[WORK TASK] Could you report every line of the listing below that holds the word "uniform"?

[PROVIDED RECORDS]
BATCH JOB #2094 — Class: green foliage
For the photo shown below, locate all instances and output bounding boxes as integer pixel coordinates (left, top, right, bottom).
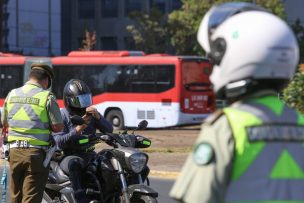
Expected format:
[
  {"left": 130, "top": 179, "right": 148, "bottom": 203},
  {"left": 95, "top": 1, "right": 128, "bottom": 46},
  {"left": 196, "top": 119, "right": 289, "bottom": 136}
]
[
  {"left": 80, "top": 30, "right": 96, "bottom": 51},
  {"left": 255, "top": 0, "right": 286, "bottom": 19},
  {"left": 126, "top": 8, "right": 168, "bottom": 53},
  {"left": 168, "top": 0, "right": 240, "bottom": 55},
  {"left": 283, "top": 69, "right": 304, "bottom": 113},
  {"left": 168, "top": 0, "right": 286, "bottom": 55},
  {"left": 282, "top": 21, "right": 304, "bottom": 108},
  {"left": 126, "top": 0, "right": 287, "bottom": 55}
]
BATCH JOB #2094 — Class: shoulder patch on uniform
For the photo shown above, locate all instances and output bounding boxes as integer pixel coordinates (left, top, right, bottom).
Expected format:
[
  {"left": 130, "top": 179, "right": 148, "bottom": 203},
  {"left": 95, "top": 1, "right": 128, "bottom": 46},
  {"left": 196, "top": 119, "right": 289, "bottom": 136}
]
[
  {"left": 205, "top": 110, "right": 224, "bottom": 125},
  {"left": 193, "top": 142, "right": 214, "bottom": 166}
]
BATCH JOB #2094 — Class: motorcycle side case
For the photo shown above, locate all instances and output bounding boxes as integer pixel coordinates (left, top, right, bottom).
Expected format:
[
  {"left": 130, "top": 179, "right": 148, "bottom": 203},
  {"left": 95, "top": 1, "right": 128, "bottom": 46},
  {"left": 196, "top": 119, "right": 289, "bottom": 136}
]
[{"left": 128, "top": 184, "right": 158, "bottom": 198}]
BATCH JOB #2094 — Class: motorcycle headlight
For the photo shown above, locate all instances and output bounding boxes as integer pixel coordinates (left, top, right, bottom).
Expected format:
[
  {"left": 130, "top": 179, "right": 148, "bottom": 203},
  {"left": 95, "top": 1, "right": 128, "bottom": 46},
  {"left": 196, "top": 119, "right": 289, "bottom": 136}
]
[{"left": 128, "top": 153, "right": 148, "bottom": 173}]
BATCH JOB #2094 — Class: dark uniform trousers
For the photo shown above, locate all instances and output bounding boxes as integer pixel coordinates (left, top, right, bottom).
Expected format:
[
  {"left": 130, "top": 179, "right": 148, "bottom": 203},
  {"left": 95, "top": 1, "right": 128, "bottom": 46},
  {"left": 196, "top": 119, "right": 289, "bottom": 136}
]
[{"left": 9, "top": 148, "right": 49, "bottom": 203}]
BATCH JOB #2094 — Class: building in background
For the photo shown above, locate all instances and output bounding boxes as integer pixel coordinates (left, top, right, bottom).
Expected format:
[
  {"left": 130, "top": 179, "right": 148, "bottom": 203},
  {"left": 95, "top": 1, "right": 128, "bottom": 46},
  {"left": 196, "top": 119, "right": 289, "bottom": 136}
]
[
  {"left": 1, "top": 0, "right": 10, "bottom": 51},
  {"left": 1, "top": 0, "right": 303, "bottom": 56},
  {"left": 2, "top": 0, "right": 181, "bottom": 56},
  {"left": 61, "top": 0, "right": 181, "bottom": 55},
  {"left": 4, "top": 0, "right": 60, "bottom": 56}
]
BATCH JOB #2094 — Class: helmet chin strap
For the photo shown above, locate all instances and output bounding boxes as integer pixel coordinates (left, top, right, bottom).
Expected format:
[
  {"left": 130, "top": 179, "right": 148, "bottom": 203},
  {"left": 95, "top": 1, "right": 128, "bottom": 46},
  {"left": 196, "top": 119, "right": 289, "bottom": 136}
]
[{"left": 224, "top": 79, "right": 256, "bottom": 99}]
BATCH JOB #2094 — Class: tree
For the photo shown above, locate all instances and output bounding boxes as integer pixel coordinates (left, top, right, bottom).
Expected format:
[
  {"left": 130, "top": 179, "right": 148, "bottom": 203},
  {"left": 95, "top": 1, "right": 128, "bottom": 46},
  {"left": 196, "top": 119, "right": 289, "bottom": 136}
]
[
  {"left": 167, "top": 0, "right": 211, "bottom": 55},
  {"left": 278, "top": 20, "right": 304, "bottom": 110},
  {"left": 80, "top": 30, "right": 96, "bottom": 51},
  {"left": 283, "top": 68, "right": 304, "bottom": 113},
  {"left": 126, "top": 0, "right": 287, "bottom": 55},
  {"left": 167, "top": 0, "right": 286, "bottom": 55},
  {"left": 126, "top": 8, "right": 168, "bottom": 53},
  {"left": 282, "top": 19, "right": 304, "bottom": 110},
  {"left": 255, "top": 0, "right": 286, "bottom": 19}
]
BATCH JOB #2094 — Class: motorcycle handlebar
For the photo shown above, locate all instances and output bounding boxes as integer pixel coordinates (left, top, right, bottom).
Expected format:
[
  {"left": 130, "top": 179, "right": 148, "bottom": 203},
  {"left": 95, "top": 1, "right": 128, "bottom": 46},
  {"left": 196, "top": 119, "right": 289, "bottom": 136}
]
[
  {"left": 92, "top": 132, "right": 128, "bottom": 147},
  {"left": 93, "top": 132, "right": 151, "bottom": 148},
  {"left": 96, "top": 133, "right": 113, "bottom": 142}
]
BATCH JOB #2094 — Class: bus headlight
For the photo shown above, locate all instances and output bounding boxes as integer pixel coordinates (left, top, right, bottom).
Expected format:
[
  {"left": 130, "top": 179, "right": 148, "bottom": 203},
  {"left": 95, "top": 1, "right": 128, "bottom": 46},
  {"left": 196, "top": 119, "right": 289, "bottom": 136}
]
[{"left": 128, "top": 153, "right": 148, "bottom": 173}]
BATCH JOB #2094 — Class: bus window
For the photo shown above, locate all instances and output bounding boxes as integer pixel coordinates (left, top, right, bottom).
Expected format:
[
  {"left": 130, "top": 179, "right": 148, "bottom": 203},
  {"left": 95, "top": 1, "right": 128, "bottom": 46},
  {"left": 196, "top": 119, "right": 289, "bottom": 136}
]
[
  {"left": 52, "top": 65, "right": 105, "bottom": 99},
  {"left": 0, "top": 65, "right": 24, "bottom": 98},
  {"left": 155, "top": 65, "right": 175, "bottom": 92},
  {"left": 131, "top": 65, "right": 175, "bottom": 93},
  {"left": 104, "top": 65, "right": 132, "bottom": 93},
  {"left": 131, "top": 65, "right": 156, "bottom": 92},
  {"left": 52, "top": 64, "right": 175, "bottom": 98},
  {"left": 182, "top": 63, "right": 212, "bottom": 92},
  {"left": 181, "top": 61, "right": 215, "bottom": 114}
]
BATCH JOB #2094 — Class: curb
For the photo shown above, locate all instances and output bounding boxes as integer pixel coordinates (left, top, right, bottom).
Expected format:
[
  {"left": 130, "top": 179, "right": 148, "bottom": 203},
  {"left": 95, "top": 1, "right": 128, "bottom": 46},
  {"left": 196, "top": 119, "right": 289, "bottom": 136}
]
[{"left": 149, "top": 170, "right": 180, "bottom": 179}]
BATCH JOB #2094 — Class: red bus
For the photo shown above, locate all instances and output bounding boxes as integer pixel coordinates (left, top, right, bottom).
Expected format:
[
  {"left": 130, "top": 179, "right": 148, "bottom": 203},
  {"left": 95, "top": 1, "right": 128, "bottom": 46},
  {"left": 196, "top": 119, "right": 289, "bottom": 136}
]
[{"left": 0, "top": 51, "right": 215, "bottom": 129}]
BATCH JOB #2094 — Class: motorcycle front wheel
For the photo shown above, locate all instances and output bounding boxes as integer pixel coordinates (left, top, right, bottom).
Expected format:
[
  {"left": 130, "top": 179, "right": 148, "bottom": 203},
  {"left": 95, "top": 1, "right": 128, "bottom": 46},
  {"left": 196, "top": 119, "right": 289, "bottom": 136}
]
[{"left": 130, "top": 195, "right": 158, "bottom": 203}]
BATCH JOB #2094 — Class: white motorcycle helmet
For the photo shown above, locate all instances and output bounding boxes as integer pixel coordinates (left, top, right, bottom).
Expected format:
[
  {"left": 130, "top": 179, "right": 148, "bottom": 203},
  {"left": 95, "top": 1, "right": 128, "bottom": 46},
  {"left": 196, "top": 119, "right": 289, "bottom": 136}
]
[{"left": 197, "top": 2, "right": 299, "bottom": 99}]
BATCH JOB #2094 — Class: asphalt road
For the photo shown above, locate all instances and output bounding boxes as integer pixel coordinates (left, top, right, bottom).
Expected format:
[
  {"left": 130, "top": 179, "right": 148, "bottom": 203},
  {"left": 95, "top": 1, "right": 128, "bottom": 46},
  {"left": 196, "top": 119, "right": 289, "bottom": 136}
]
[{"left": 150, "top": 177, "right": 178, "bottom": 203}]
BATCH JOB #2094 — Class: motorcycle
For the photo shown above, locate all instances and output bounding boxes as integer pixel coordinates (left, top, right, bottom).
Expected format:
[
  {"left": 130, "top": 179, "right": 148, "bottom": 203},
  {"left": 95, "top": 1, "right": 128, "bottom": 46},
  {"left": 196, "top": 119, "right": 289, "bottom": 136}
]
[{"left": 42, "top": 117, "right": 158, "bottom": 203}]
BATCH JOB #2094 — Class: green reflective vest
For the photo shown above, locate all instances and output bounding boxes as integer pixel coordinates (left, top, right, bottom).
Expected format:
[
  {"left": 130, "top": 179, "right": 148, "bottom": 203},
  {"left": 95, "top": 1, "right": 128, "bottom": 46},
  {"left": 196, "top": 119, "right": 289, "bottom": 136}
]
[
  {"left": 223, "top": 96, "right": 304, "bottom": 203},
  {"left": 6, "top": 84, "right": 51, "bottom": 146}
]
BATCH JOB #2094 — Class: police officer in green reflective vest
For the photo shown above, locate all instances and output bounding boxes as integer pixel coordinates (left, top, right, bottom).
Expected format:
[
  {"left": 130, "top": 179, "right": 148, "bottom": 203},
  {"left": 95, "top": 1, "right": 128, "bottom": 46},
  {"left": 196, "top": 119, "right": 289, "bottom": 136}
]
[
  {"left": 170, "top": 2, "right": 304, "bottom": 203},
  {"left": 1, "top": 63, "right": 64, "bottom": 203}
]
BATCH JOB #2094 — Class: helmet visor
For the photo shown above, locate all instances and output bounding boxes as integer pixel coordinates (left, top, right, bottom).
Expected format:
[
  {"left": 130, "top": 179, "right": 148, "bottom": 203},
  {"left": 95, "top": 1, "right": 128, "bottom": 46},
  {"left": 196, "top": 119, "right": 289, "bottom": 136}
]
[
  {"left": 67, "top": 93, "right": 92, "bottom": 108},
  {"left": 208, "top": 2, "right": 267, "bottom": 36}
]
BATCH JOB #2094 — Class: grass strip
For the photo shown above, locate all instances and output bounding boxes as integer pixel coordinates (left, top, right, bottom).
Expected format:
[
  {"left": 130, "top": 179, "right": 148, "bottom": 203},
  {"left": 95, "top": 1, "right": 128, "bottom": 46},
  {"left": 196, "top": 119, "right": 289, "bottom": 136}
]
[{"left": 95, "top": 144, "right": 192, "bottom": 153}]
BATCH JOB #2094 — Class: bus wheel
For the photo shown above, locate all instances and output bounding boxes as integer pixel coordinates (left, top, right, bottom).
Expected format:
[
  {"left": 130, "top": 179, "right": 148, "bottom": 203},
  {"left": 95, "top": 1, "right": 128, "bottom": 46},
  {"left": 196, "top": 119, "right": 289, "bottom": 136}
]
[{"left": 106, "top": 110, "right": 125, "bottom": 130}]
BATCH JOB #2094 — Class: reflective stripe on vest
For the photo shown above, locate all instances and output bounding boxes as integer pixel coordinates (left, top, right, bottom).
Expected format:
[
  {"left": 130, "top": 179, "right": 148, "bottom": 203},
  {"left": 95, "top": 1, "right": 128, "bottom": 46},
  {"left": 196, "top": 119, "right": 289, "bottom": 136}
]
[
  {"left": 223, "top": 96, "right": 304, "bottom": 202},
  {"left": 6, "top": 84, "right": 50, "bottom": 145}
]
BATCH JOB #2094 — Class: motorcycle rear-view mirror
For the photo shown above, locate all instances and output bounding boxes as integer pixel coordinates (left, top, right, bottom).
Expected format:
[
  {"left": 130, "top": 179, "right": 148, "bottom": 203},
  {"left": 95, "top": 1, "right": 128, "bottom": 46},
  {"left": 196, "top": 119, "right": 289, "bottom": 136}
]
[
  {"left": 70, "top": 115, "right": 85, "bottom": 125},
  {"left": 137, "top": 120, "right": 148, "bottom": 130},
  {"left": 99, "top": 134, "right": 112, "bottom": 142}
]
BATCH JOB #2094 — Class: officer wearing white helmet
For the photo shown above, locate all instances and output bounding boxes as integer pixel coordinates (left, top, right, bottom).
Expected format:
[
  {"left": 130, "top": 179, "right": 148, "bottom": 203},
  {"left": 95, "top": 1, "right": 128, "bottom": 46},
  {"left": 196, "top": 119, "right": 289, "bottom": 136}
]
[{"left": 170, "top": 2, "right": 304, "bottom": 203}]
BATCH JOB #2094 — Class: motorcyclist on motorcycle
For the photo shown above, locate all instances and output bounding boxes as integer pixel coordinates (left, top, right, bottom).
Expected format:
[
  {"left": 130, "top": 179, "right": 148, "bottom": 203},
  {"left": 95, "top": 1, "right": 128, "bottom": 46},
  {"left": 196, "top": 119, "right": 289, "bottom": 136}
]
[{"left": 53, "top": 79, "right": 113, "bottom": 203}]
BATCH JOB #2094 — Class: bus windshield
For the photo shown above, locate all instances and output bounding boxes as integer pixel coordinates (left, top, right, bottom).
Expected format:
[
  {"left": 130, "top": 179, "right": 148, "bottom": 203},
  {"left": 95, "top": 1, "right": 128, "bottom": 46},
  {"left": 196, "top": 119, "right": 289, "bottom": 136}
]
[
  {"left": 181, "top": 60, "right": 215, "bottom": 114},
  {"left": 182, "top": 61, "right": 212, "bottom": 92}
]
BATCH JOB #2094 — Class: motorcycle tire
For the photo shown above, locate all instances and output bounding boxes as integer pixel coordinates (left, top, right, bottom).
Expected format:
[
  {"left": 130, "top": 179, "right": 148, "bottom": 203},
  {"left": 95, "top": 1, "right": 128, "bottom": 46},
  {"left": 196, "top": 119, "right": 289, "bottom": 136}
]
[
  {"left": 105, "top": 109, "right": 124, "bottom": 130},
  {"left": 130, "top": 195, "right": 158, "bottom": 203}
]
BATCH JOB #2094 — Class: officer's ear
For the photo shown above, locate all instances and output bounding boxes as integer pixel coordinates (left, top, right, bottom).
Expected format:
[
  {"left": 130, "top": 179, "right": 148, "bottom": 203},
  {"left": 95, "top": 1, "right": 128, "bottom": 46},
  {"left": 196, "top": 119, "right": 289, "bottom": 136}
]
[{"left": 41, "top": 77, "right": 50, "bottom": 89}]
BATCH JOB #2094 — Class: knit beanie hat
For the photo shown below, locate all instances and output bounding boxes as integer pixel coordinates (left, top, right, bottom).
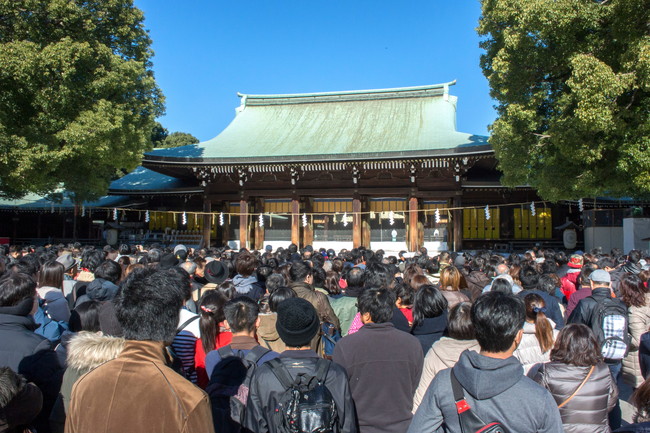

[TASK ANSWER]
BATCH JOB #2094 — Class: shoulder patch on uniform
BATCH JOB #2094 — Class: dark uniform trousers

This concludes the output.